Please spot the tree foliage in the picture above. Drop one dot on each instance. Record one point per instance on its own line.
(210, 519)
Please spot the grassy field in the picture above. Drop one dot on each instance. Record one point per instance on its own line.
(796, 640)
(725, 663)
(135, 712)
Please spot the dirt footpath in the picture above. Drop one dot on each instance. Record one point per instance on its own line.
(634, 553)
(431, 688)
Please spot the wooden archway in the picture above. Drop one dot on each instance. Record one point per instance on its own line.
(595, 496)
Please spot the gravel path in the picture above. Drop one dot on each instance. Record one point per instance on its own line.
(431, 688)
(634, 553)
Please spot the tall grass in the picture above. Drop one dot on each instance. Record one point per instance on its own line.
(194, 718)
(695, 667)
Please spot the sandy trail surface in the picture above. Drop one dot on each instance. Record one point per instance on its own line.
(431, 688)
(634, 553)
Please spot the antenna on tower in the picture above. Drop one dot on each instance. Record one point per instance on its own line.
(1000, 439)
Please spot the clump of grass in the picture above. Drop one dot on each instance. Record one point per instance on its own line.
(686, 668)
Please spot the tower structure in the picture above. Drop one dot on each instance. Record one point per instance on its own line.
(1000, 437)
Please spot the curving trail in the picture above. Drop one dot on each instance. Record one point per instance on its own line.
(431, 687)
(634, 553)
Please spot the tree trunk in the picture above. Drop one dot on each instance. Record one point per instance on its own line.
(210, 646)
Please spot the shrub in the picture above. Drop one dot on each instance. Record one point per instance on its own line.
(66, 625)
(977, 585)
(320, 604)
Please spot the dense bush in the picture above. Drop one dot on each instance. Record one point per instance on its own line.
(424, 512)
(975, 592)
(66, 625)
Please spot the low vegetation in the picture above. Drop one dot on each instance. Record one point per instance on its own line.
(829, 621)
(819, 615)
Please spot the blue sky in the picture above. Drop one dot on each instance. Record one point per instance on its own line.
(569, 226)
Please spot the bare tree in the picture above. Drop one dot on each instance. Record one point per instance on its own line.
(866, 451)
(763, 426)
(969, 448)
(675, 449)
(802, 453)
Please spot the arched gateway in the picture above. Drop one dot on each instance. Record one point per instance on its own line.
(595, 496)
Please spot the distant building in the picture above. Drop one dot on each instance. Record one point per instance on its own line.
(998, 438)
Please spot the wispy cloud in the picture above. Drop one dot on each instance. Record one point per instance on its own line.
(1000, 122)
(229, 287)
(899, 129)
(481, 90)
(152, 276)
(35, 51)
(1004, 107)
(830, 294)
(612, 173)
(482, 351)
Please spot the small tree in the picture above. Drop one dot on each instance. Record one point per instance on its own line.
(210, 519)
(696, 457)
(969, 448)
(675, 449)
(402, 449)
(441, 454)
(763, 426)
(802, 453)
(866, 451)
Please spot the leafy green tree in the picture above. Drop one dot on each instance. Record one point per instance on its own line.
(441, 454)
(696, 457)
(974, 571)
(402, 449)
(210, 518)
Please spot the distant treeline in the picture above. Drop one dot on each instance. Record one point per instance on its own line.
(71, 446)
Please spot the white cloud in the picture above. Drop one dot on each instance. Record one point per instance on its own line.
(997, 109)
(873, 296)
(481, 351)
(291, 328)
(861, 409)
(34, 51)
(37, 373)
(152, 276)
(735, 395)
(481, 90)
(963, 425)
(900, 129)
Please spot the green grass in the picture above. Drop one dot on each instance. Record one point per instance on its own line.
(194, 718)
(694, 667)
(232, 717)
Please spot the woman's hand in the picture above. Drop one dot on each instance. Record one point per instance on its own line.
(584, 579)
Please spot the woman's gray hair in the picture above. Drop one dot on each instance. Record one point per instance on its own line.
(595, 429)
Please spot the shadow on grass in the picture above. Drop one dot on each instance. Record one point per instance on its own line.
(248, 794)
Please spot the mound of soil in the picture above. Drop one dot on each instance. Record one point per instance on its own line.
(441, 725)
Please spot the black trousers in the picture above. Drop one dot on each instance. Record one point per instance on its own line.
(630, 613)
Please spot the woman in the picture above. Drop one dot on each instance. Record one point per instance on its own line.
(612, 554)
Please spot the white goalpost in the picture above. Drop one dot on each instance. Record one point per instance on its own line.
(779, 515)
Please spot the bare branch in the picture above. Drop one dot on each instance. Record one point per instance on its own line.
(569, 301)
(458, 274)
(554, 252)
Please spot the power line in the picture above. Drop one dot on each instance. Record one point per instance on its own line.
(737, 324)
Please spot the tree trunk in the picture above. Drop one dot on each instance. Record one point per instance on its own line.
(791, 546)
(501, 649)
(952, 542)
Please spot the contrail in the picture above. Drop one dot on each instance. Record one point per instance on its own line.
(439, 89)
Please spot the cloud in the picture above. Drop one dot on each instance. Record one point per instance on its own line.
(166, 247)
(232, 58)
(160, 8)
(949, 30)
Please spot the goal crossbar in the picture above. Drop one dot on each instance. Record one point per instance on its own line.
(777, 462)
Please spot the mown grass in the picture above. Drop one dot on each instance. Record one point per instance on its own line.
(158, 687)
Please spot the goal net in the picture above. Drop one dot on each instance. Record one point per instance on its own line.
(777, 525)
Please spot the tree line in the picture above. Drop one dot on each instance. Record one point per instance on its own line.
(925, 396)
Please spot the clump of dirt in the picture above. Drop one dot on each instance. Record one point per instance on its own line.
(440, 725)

- _WHAT IS NEEDED_:
Give back the full listing above verbatim.

- _OUTPUT BELOW_:
Please spot the tree foliage in the picture above. Drop one dot on each instance. Record one point per instance on its own line.
(210, 519)
Please spot the grassy field in the picture above. Drop one dot on each instance. Record one point per instance on its own line.
(796, 640)
(725, 663)
(135, 712)
Please spot the dirt footpath in the picture above. Drop one dot on each instance. Record one point per instance on its own line.
(634, 553)
(431, 688)
Please spot the wooden archway in the picture above. Drop one dot on each instance. Record one point per instance on its own line.
(595, 496)
Please spot the gravel path in the picture above. Drop one dot on each instance. Record one point per instance on its own line.
(431, 688)
(634, 553)
Please spot the tall grass in the picture above. Drop one dot on each instance. Record one point per instance on its own line.
(194, 718)
(695, 667)
Please spot the sandy trail surface in the picture above. Drop one dot on each instance. Record one point per instance on its own line.
(431, 688)
(634, 553)
Please spot the antenna on tower in the picture above. Drop one dot on each instance. Record one point per instance on its own line.
(1000, 439)
Please spot the clump of grass in the picture above. Drop one dot on each instance. Record one point per instance on its own line.
(686, 668)
Please spot the tower structure in the picture above. Drop one dot on each instance. Record one point per instance on its own line.
(1000, 437)
Please spot the curving trail in the picture above. Drop one dot on each instance. Record one point per instance on its own line.
(431, 687)
(634, 553)
Please spot the tree trunk in the picture above. Drop one dot on each instance. Record one point per instance on its own line.
(210, 646)
Please spot the shrub in the picture above. Drop one dot on each instance. Record one point per instance on its own line.
(66, 625)
(977, 585)
(320, 604)
Please spot the dense bush in the picture above. Drop one dot on each instance. Record one point per instance on its own line.
(424, 512)
(975, 592)
(66, 625)
Please spot the low vegetation in the picture above. Drop one dot on each instance. Record one point per instance on its own line.
(829, 621)
(819, 615)
Please spot the blue sky in the picture above. Drop one dot on each instance. Record one point per instance on its own line.
(569, 226)
Please spot the bare tree in the picture above. Drop one dot on each instance. Record one point per instance on its own line.
(866, 451)
(763, 426)
(969, 448)
(675, 449)
(802, 453)
Please spot the arched gateway in the picture above. Drop one dot on each instance. Record one point per instance on its own line.
(595, 496)
Please spot the distant building in the picture above. Drop one dot on each instance. Record one point per instance on its own line.
(998, 438)
Please spot the wispy cloud in the picture above. Drop one dot on each instance. Record one point per instance on its own line.
(1000, 122)
(229, 287)
(899, 129)
(481, 90)
(152, 276)
(35, 51)
(1004, 107)
(830, 294)
(612, 173)
(482, 351)
Please spot the small tree in the picture above. Drop one dot on each instance. Record one point per instance on its own line.
(210, 519)
(696, 457)
(969, 448)
(675, 449)
(402, 449)
(441, 454)
(763, 426)
(802, 453)
(866, 451)
Please spot the leafy green tree in the picture above. Drop one dot on each instance. Record one point per instance on its own line.
(441, 454)
(696, 457)
(974, 571)
(402, 449)
(210, 518)
Please spot the distant treeline in the picture above. Drop one dot on each instance. Record one point per instance on its own line.
(71, 446)
Please spot the white cloud in the picture above. Drop one dot on each instance. Record one point per instance on its own line.
(997, 109)
(873, 296)
(481, 351)
(291, 328)
(861, 409)
(34, 51)
(37, 373)
(152, 276)
(735, 395)
(481, 90)
(963, 425)
(900, 129)
Please spot the green grass in the picture above. Drop one dot on each instance. Record one point per instance on its own line.
(194, 718)
(694, 667)
(232, 717)
Please spot the woman's hand in the picture above. Drop one dot on each instance. Record one point per instance on its own line.
(584, 579)
Please spot the woman's gray hair in the picture above. Drop one dot on each instance. Record one point per instance on its own line.
(595, 429)
Please spot the shadow on grass in the picture above. Drop one dot on each instance. Record one point per instance on its own line.
(248, 794)
Please spot the mound of soil in the picture above. Drop one dot on each instance. Record one point per instance on its own line.
(441, 725)
Please spot the black trousers in the picture above. Drop one dot on each instance. Record one point per instance on its own line.
(630, 613)
Please spot the woman in the picture above. Drop one dot on each instance. Record one point per instance on its own line.
(612, 554)
Please spot the white goalpost in the picture above. Drop one dot on each instance. Record one point per instance on its own line.
(779, 515)
Please spot the bare branch in the picture above. Drop one dot on each instance. Record one point per instance on its own line.
(569, 301)
(458, 274)
(554, 252)
Please spot the power line in the picture above. Drop one dot on each instance. Record one point per instance on its own line.
(737, 324)
Please spot the tree trunk in the picture above. Drop one dot on each instance. Record one point per instance on its own line.
(791, 546)
(501, 649)
(952, 542)
Please spot the contrail in the picture above. Drop one dot on each instance. Record one point per instance on its own line.
(439, 89)
Please spot the cloud in the picture above. Drop one dot on each instance. Record one point per instance on its own line.
(166, 247)
(232, 58)
(160, 8)
(949, 30)
Please spot the goal crossbar in the picture above. Drop one dot on each instance. Record one point per instance on its own line.
(777, 462)
Please spot the mown grass in the picture above. Drop one dot on each instance. Record one point per instance on its own line.
(158, 687)
Please spot the goal net in the picture above. Drop one dot on each instance. Record one point per instance on its own line.
(777, 525)
Please spot the tree line in the picture above. Drop one dot on each instance. Record one point per instance on its own line.
(925, 396)
Please spot the clump of dirt in the picture above. Drop one dot on each instance. Record one point per instance on its own line.
(440, 725)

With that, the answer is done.